(Extracted records)
•••

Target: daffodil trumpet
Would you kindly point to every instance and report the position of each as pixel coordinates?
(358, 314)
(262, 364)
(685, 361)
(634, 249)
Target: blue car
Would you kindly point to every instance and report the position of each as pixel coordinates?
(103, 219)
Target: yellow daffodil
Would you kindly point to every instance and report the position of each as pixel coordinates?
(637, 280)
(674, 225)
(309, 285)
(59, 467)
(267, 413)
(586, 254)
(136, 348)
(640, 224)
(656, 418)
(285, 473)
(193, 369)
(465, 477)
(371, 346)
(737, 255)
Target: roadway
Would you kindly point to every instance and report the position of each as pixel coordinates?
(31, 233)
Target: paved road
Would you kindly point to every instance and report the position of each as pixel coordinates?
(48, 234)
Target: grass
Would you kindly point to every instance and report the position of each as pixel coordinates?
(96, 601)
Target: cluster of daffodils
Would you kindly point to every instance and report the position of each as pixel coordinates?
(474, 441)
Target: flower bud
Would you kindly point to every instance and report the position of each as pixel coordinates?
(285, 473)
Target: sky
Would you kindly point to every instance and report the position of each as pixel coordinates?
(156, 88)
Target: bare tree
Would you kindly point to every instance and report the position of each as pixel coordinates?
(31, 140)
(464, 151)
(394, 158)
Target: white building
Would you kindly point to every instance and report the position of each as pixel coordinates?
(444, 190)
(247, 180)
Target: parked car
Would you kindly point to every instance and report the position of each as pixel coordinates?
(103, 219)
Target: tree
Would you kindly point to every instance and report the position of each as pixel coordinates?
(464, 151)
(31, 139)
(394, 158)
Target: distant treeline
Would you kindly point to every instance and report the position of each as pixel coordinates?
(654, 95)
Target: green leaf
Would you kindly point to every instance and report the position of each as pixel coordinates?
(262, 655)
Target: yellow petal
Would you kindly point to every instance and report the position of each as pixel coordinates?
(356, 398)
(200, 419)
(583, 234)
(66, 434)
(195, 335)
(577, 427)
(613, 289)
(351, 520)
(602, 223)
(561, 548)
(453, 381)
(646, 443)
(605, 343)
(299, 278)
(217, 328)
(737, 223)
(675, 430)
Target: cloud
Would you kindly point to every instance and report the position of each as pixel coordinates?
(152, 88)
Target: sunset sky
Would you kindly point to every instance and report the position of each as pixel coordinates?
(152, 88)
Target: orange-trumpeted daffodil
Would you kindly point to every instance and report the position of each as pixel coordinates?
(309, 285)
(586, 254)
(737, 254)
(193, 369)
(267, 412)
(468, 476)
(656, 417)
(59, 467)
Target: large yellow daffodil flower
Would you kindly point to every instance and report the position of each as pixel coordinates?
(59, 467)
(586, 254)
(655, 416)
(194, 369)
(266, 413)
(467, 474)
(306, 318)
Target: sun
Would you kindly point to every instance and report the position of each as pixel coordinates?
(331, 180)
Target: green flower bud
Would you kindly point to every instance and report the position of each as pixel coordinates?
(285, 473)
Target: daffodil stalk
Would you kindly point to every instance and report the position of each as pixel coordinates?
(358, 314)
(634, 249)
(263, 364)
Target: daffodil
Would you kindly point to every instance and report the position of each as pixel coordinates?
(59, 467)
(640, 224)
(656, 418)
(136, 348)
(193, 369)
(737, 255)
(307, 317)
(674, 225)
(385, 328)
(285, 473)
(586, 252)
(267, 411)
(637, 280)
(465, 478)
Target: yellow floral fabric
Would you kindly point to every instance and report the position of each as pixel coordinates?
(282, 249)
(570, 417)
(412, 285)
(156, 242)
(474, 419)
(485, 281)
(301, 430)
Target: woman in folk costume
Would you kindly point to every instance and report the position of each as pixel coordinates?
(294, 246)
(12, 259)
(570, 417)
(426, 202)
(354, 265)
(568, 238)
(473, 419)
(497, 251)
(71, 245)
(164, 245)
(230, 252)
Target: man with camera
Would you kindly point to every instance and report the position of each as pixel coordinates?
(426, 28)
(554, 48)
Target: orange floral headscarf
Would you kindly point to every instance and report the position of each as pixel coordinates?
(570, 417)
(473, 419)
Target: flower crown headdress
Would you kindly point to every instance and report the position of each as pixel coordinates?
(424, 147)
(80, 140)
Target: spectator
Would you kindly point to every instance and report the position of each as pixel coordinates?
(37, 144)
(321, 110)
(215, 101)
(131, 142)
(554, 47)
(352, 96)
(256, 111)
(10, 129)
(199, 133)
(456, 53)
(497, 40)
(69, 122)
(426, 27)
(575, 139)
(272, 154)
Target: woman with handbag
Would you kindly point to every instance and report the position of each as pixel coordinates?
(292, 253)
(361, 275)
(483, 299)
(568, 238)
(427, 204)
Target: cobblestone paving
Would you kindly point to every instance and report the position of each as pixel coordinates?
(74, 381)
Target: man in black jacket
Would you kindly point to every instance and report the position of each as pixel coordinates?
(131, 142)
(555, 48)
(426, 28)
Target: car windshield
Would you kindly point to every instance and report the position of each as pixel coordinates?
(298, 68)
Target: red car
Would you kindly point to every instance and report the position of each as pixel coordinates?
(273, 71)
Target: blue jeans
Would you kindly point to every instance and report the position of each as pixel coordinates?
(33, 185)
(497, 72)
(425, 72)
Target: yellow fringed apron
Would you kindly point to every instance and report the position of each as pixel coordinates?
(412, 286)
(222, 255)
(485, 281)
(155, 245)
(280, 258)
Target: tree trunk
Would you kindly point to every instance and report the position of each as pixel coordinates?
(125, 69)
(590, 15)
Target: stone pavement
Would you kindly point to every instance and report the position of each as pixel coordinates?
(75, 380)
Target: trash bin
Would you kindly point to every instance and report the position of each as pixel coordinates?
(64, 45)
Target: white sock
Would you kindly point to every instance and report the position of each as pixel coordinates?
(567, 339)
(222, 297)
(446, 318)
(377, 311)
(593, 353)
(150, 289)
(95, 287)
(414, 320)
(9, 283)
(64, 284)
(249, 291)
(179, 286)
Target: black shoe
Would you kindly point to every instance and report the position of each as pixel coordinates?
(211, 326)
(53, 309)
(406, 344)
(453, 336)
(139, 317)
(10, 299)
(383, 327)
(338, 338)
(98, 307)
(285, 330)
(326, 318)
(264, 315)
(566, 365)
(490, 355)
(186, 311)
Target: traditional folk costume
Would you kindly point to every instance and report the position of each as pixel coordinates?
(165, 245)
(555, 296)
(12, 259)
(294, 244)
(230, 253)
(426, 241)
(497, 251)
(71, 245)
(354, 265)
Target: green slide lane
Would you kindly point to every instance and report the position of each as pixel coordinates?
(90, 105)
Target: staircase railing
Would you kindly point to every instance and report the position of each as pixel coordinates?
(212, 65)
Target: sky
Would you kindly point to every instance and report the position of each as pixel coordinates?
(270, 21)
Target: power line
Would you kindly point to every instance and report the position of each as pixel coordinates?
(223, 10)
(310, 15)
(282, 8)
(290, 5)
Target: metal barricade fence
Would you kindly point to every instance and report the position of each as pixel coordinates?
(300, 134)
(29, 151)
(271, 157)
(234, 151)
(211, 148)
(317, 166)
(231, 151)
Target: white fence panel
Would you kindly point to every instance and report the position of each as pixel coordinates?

•••

◆ Problem details: Extract the complete set of records unchanged.

◆ Output below:
Target: daffodil trumpet
Would you kindly point to every instance and report the position of each as pixel coordinates?
(358, 314)
(262, 364)
(685, 361)
(634, 249)
Target: blue car
Would you kindly point to every instance and report the position of each as pixel coordinates?
(103, 219)
Target: yellow daffodil
Would you kindly point to every instance and report the position of each as pixel coordinates?
(637, 280)
(674, 225)
(309, 285)
(59, 467)
(267, 413)
(586, 254)
(136, 348)
(640, 224)
(656, 418)
(285, 473)
(193, 369)
(465, 477)
(371, 346)
(737, 255)
Target: roadway
Would you kindly point to every instance and report the position of each as pixel coordinates?
(31, 233)
Target: paved road
Would you kindly point to every instance and report the position of each as pixel coordinates?
(48, 234)
Target: grass
Would you kindly point to every instance and report the position of each as pixel coordinates?
(96, 601)
Target: cluster of daffodils
Would you kindly point to every instance and report the position of each as pixel coordinates?
(474, 441)
Target: flower bud
Would you kindly point to every instance and report the position of each as pixel coordinates?
(285, 473)
Target: sky
Would you kindly point to every instance and report the position of each as pixel coordinates?
(156, 88)
Target: bare tree
Would you kindly point to every instance and report the position of each as pixel coordinates?
(31, 140)
(464, 151)
(394, 158)
Target: white building
Would you kindly point to every instance and report the position of each as pixel coordinates?
(444, 190)
(247, 180)
Target: parked car
Would you kindly point to every instance and report the position of each as pixel coordinates?
(103, 219)
Target: tree
Would you kindly point to every instance and report the position of each as pixel coordinates?
(464, 151)
(31, 139)
(394, 158)
Target: distant treeline
Would you kindly point to every instance and report the position of each as pixel coordinates?
(654, 95)
Target: green leaf
Would you kindly point to every instance and report the position of each as pixel coordinates?
(262, 655)
Target: yellow petal
Would you kindly point to every instance and report the position of each as pixel coordinates?
(356, 398)
(200, 419)
(583, 234)
(66, 434)
(195, 335)
(577, 427)
(613, 289)
(351, 520)
(602, 223)
(561, 548)
(453, 381)
(646, 443)
(605, 343)
(299, 278)
(217, 328)
(737, 223)
(675, 430)
Target: cloud
Would you kindly point to every instance and report the position of each as pixel coordinates?
(152, 88)
Target: sunset sky
Would you kindly point to every instance and report the position of each as pixel coordinates?
(152, 88)
Target: orange-trumpeted daffodil
Would you kindly point to every instance and report the position of each as pixel coordinates?
(309, 285)
(586, 254)
(737, 254)
(193, 369)
(267, 412)
(468, 476)
(656, 417)
(59, 467)
Target: large yellow daffodil flower
Would you kindly point to every instance and report the position of each as pixel coordinates?
(59, 467)
(586, 254)
(655, 416)
(194, 369)
(266, 413)
(467, 474)
(306, 318)
Target: sun
Would you kindly point to every instance and report the position of each as pixel coordinates?
(331, 180)
Target: green flower bud
Would you kindly point to every instance and report the position of each as pixel coordinates?
(285, 473)
Target: daffodil stalk
Would you kindly point to every instance and report the position of each as pixel coordinates?
(358, 314)
(634, 249)
(263, 364)
Target: daffodil
Would you kindly point to every instance and report the position of each as pixel coordinates?
(59, 467)
(640, 224)
(656, 418)
(136, 348)
(193, 369)
(737, 255)
(307, 317)
(674, 225)
(385, 328)
(285, 473)
(586, 252)
(267, 411)
(637, 280)
(465, 478)
Target: yellow floral fabric
Would you kindly point to every instance and report the position of each as pixel coordinates?
(282, 249)
(570, 417)
(412, 285)
(156, 242)
(474, 419)
(485, 281)
(301, 430)
Target: woman in folk costume
Would you kindly point to every instance and report the position of each as pixel coordinates?
(294, 246)
(12, 259)
(570, 417)
(426, 202)
(354, 265)
(568, 238)
(473, 419)
(497, 251)
(71, 245)
(164, 245)
(230, 252)
Target: man with camera
Would you kindly point to every instance and report the position of each as pixel coordinates?
(426, 28)
(554, 48)
Target: orange floral headscarf
Would you kindly point to every instance and report the position of each as pixel coordinates?
(570, 417)
(473, 419)
Target: flower crown headdress
Would you kindly point to every instance and report the position of each as pixel coordinates?
(424, 147)
(80, 140)
Target: spectator
Would you kindly point to every instance and report the position of each as pixel coordinates?
(37, 144)
(321, 110)
(215, 101)
(131, 142)
(554, 47)
(352, 96)
(256, 111)
(10, 129)
(199, 133)
(456, 53)
(497, 40)
(69, 122)
(426, 27)
(575, 139)
(272, 154)
Target: woman with handbag
Would you kindly point to every instance and report the position of each as pixel coordinates?
(292, 253)
(361, 275)
(483, 299)
(568, 238)
(427, 204)
Target: cobblestone paving
Would you kindly point to every instance and report the position of each as pixel coordinates?
(74, 381)
Target: man in black jacket
Would you kindly point to every instance and report the position of each as pixel coordinates?
(131, 142)
(555, 48)
(426, 28)
Target: car windshield
Would you kindly point to every instance and report the position of each as pixel coordinates?
(298, 68)
Target: red car
Would you kindly point to every instance and report the position of each as pixel coordinates?
(273, 71)
Target: blue jeans
Would you kindly point to every instance and report the position of each as pixel coordinates?
(33, 185)
(497, 72)
(425, 72)
Target: yellow fringed apron
Would you kindly point to every instance and report the position of each as pixel coordinates?
(412, 286)
(222, 255)
(485, 281)
(155, 245)
(280, 258)
Target: tree trunk
Would you kindly point to every instance and report the position of each as pixel coordinates?
(125, 69)
(590, 15)
Target: stone pavement
Would you kindly point to every instance and report the position of each as pixel coordinates?
(75, 380)
Target: trash bin
Would you kindly point to every instance and report the position of each as pixel coordinates?
(64, 45)
Target: white sock
Would you kindly point to every instance and report the position of each as pixel coordinates?
(567, 339)
(222, 297)
(446, 318)
(377, 311)
(593, 353)
(150, 289)
(95, 287)
(414, 320)
(9, 283)
(64, 284)
(249, 291)
(179, 286)
Target: black shoe
Would you kindly point to every instance and report the position of each as pixel coordinates?
(211, 326)
(53, 309)
(406, 344)
(453, 336)
(139, 317)
(10, 299)
(383, 327)
(338, 338)
(98, 307)
(285, 330)
(326, 318)
(264, 315)
(566, 365)
(490, 355)
(186, 311)
Target: traditional folk costume
Would you kindly point to every instance and report the position of each as pixel coordinates?
(165, 245)
(555, 296)
(12, 259)
(294, 244)
(230, 253)
(426, 241)
(497, 251)
(71, 245)
(354, 265)
Target: green slide lane
Would you kindly point to every instance and report the position of each as pixel coordinates?
(90, 105)
Target: staircase railing
Would you kindly point to every instance and report the position of each as pixel coordinates?
(212, 65)
Target: sky
Would you kindly point to every instance and report the position of each as pixel coordinates?
(270, 21)
Target: power line
Would you kindly point to every instance and report the position of each as pixel coordinates?
(223, 10)
(310, 15)
(282, 8)
(290, 5)
Target: metal barricade fence
Would you kindly point to every instance and report the position of each as pixel coordinates?
(300, 134)
(29, 151)
(271, 157)
(234, 151)
(211, 148)
(317, 166)
(231, 151)
Target: white fence panel
Would you kindly point to every instance and report the position of each as pixel coordinates?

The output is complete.